[[ THE RECORDS, beginning ]]

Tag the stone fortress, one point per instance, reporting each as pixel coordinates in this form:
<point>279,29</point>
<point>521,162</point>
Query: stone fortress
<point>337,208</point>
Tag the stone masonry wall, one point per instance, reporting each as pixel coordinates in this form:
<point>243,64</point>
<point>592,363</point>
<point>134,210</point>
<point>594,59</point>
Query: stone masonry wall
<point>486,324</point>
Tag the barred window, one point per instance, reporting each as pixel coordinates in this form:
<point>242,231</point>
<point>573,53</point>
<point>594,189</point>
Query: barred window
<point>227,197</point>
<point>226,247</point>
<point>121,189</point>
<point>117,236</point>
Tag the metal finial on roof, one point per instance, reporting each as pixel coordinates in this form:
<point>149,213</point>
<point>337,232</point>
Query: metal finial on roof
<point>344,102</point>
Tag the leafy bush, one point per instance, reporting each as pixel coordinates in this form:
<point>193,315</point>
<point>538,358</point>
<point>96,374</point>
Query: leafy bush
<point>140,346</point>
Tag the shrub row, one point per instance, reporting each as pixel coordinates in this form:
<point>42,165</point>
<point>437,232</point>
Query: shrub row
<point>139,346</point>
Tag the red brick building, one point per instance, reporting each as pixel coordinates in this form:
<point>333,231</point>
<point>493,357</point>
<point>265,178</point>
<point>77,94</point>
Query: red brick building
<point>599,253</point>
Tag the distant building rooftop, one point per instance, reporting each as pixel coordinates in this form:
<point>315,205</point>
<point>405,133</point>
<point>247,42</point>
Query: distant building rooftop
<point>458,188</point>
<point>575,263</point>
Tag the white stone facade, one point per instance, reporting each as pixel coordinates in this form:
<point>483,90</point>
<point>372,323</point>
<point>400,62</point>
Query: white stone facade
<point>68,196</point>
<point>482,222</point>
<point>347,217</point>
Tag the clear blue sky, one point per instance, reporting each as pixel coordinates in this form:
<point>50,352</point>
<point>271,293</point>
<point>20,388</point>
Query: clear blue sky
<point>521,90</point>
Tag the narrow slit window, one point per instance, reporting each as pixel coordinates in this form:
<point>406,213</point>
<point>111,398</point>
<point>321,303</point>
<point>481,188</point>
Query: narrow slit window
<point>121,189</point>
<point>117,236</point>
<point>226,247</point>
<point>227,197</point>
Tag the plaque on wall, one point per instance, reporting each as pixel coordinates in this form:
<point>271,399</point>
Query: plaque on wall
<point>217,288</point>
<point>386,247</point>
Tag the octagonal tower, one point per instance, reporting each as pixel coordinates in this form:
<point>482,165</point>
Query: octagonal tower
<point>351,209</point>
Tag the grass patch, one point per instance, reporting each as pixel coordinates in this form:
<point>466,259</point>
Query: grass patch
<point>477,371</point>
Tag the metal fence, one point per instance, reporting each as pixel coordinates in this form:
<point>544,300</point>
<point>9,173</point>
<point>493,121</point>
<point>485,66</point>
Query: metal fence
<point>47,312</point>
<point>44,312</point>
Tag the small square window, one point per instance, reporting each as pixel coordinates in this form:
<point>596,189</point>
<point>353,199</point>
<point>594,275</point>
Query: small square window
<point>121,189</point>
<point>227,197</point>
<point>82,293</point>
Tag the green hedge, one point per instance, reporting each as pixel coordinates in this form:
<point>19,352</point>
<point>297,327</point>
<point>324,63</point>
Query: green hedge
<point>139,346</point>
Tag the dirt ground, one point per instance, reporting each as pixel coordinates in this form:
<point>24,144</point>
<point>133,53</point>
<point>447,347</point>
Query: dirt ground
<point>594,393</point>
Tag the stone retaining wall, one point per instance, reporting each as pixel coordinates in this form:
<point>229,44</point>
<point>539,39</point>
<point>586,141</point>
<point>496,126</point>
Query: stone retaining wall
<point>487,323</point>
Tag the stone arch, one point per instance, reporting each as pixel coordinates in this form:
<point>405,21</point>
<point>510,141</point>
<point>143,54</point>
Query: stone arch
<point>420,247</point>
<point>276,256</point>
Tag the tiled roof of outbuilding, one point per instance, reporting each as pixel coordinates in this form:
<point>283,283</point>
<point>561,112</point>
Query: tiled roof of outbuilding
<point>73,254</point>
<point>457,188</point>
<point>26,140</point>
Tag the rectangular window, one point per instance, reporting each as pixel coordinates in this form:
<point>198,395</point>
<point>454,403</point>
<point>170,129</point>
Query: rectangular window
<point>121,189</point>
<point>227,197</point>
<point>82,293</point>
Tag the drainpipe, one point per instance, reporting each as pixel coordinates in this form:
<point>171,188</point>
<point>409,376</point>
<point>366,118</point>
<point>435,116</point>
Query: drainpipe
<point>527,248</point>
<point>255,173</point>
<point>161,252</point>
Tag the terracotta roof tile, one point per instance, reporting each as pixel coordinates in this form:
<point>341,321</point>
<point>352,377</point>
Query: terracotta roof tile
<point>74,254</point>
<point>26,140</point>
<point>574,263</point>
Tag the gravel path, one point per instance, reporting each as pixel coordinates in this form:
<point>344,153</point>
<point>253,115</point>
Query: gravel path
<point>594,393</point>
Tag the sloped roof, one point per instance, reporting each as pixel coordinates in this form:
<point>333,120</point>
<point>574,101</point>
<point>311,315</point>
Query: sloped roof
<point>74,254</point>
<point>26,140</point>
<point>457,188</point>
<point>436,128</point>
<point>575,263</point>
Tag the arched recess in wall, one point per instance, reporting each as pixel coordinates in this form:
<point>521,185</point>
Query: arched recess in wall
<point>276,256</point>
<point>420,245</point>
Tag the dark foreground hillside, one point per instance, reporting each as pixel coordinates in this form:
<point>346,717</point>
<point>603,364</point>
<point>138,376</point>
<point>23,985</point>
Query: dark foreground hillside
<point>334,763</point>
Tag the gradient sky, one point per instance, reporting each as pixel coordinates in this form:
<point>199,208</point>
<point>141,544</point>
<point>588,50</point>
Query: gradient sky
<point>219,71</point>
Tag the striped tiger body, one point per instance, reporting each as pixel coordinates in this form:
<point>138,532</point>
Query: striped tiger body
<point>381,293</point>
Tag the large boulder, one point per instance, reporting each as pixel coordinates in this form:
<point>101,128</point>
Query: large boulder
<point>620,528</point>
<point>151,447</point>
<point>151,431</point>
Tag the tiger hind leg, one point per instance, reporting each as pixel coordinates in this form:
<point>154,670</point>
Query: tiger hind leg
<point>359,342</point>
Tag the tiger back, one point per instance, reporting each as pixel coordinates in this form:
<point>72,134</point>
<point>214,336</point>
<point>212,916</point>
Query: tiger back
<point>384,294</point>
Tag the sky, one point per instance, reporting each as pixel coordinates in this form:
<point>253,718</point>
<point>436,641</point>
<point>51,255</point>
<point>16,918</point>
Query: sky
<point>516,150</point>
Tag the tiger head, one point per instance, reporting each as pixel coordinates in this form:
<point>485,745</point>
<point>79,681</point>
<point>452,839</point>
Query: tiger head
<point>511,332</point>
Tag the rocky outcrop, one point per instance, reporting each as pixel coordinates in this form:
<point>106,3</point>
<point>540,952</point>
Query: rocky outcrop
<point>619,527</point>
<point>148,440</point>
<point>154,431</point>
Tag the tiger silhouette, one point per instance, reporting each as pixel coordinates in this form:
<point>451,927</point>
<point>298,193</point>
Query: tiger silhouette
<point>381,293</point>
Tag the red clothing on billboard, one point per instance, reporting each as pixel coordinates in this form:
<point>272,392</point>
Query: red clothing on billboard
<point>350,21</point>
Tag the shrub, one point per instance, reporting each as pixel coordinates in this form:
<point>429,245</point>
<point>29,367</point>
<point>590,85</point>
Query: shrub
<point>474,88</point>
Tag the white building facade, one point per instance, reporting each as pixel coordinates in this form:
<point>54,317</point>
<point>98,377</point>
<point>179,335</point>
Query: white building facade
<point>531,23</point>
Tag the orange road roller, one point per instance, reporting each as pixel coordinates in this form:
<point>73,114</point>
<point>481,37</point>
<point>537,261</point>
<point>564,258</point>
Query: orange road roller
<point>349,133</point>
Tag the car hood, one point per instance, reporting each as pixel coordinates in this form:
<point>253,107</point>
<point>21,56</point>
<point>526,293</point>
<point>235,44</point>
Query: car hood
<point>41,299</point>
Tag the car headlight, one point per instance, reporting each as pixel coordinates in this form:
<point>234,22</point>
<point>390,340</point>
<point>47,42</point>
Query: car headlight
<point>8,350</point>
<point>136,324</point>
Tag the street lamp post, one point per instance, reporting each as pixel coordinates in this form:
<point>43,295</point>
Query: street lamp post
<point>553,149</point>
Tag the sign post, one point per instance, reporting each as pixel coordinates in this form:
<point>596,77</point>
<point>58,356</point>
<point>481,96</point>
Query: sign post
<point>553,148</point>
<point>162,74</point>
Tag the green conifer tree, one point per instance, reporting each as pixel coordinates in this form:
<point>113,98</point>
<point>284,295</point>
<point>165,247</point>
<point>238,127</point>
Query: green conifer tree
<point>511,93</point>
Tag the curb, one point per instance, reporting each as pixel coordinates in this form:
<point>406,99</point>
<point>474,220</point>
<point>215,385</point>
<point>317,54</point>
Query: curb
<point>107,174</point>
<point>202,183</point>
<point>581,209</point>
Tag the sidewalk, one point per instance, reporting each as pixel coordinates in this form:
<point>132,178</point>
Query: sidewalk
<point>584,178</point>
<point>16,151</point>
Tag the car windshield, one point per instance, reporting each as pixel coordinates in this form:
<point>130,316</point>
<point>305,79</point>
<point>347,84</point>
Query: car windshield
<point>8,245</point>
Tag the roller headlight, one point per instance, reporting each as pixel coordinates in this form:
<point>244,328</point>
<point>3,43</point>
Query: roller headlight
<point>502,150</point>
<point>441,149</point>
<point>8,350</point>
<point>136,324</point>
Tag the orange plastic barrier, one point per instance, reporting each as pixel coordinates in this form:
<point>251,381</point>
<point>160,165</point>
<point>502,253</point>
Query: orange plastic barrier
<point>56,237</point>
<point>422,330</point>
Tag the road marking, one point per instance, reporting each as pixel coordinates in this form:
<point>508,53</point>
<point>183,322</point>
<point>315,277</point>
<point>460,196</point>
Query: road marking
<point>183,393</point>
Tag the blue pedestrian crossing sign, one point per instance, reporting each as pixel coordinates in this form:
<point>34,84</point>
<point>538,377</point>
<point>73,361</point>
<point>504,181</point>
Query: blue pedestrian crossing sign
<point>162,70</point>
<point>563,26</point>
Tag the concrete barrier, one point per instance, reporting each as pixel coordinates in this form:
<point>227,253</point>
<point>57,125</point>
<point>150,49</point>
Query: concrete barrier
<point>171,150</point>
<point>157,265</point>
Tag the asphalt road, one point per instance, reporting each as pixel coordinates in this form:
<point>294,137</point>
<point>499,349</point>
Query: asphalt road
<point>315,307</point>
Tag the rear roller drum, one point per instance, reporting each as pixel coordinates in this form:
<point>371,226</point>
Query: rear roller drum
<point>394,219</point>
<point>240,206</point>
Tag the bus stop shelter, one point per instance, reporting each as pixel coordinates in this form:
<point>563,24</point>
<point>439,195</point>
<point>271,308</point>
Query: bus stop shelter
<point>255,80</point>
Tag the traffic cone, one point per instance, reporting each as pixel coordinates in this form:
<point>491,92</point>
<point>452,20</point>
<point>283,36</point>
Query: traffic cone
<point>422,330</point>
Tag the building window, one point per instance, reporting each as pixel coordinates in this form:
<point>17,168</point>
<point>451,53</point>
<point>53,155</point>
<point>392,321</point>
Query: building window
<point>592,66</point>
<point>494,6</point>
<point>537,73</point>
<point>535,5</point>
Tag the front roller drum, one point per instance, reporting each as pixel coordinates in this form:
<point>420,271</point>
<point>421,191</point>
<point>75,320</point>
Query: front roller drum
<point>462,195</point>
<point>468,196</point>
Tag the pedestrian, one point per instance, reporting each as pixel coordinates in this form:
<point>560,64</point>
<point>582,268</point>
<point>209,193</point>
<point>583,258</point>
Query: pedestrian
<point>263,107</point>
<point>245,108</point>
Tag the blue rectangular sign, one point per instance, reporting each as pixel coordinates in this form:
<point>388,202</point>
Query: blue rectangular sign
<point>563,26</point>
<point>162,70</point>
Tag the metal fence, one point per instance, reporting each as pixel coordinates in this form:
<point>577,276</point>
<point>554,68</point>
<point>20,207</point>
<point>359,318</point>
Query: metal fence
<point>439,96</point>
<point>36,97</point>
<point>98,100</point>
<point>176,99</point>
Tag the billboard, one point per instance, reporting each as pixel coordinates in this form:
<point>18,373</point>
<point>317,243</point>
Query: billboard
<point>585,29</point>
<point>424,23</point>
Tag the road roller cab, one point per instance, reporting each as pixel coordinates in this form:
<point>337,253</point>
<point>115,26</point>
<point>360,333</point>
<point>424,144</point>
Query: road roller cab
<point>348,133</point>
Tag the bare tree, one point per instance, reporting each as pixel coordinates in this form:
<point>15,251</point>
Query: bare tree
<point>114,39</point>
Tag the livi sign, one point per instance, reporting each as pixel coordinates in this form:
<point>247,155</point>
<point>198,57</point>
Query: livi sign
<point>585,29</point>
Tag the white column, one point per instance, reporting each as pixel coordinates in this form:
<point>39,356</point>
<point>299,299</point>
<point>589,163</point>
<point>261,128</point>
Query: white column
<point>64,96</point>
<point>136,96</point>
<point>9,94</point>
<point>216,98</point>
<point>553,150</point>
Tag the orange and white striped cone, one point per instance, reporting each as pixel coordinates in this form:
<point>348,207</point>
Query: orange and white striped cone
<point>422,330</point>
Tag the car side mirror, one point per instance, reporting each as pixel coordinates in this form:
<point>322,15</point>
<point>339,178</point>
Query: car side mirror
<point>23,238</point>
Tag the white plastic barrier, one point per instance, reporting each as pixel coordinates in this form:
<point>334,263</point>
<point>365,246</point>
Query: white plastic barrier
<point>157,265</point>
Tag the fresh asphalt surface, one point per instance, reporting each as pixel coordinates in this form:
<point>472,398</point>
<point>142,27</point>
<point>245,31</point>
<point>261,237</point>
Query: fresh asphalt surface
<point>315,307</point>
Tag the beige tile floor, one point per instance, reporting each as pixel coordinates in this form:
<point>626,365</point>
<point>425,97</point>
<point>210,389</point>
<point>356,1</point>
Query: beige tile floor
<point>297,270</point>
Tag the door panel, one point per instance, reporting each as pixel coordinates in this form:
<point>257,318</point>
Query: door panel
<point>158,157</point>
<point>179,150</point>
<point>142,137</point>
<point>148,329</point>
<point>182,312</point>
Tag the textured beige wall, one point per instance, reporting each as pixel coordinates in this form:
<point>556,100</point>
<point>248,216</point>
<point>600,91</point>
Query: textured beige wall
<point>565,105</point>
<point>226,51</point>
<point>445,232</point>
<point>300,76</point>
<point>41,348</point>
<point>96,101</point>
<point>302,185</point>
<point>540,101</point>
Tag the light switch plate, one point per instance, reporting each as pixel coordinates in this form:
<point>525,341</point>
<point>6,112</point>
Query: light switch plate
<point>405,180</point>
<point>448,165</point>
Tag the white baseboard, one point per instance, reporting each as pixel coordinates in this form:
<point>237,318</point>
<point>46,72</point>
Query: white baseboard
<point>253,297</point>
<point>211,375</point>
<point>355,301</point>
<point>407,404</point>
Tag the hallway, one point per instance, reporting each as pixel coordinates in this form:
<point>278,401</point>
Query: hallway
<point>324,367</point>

[[ THE RECORDS, end ]]

DIRECTIONS: The required output is the line holding "Query: white baseboard" plus every line after it in the data, reproduced exactly.

REPLY TO THE EXERCISE:
Query: white baseboard
<point>253,297</point>
<point>211,375</point>
<point>355,301</point>
<point>407,404</point>
Tag the hallway, one point per instance, reporting each as pixel coordinates in this form:
<point>278,401</point>
Query: hallway
<point>324,367</point>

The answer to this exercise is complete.